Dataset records
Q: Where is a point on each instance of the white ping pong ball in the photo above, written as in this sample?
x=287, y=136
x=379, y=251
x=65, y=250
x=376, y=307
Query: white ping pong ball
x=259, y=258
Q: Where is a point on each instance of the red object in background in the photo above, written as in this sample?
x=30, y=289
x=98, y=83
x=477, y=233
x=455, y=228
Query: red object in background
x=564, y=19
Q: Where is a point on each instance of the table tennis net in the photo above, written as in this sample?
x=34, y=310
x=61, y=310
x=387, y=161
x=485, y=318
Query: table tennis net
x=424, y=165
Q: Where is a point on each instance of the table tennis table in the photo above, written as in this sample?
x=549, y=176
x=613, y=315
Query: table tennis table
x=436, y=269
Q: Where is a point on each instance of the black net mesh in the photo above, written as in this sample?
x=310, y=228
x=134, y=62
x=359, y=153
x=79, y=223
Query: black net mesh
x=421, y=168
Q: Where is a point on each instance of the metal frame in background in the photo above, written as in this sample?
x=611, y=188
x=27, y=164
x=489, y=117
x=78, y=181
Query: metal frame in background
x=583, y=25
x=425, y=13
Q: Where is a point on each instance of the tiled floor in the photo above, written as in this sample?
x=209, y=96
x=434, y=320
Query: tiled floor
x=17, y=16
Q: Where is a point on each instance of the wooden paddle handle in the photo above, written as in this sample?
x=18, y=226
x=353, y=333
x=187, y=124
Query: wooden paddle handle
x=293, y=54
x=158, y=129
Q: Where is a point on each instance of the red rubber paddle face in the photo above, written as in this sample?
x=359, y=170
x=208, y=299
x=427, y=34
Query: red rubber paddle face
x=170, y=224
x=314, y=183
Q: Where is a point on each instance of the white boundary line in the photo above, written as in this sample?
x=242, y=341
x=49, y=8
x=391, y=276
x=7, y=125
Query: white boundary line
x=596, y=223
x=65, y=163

▶ Task prompt
Print every line of the entries above, keeping each one identical to the original.

▶ Response to the exercise
Q: Where is a point on each instance of the white ping pong ball in the photo above, written as in this sample?
x=287, y=136
x=379, y=251
x=65, y=250
x=376, y=307
Query: white ping pong ball
x=259, y=258
Q: Where is a point on each instance of the red object in background in the photo above, written as in this sample?
x=30, y=289
x=98, y=83
x=477, y=233
x=455, y=228
Query: red object in background
x=564, y=19
Q: Where is a point on each instance of the table tennis net in the photo above, written as in this sample?
x=34, y=310
x=61, y=310
x=387, y=161
x=485, y=318
Query: table tennis net
x=424, y=165
Q: Where is a point on each instance of the table tennis table in the photo above, written as in this sample?
x=549, y=176
x=613, y=315
Query: table tennis table
x=436, y=269
Q: Where is a point on each instance of the black net mesh in the photo above, written as in this sample?
x=310, y=228
x=134, y=62
x=359, y=153
x=79, y=223
Query: black net mesh
x=421, y=168
Q: Where is a point on each instance of the metal frame in background in the photo above, written as in this sample?
x=611, y=188
x=27, y=164
x=489, y=117
x=78, y=181
Query: metal frame in background
x=583, y=25
x=425, y=13
Q: Where is a point on each instance of the tiled floor in the photo above, written as in this sample?
x=209, y=96
x=434, y=320
Query: tiled floor
x=17, y=16
Q: Where is a point on each instance of the wooden paddle handle in the photo above, written as in this sample?
x=18, y=226
x=353, y=333
x=187, y=124
Query: wooden paddle handle
x=293, y=54
x=158, y=129
Q: Where is a point on each instance of the red rubber paddle face in the photo above, written as in this sample?
x=359, y=170
x=208, y=299
x=427, y=34
Query: red rubber paddle face
x=170, y=224
x=314, y=183
Q: Where is a point on each instance of the white boundary line in the photo above, written as in this sample?
x=242, y=341
x=49, y=8
x=391, y=276
x=7, y=125
Query: white boundary line
x=596, y=223
x=65, y=163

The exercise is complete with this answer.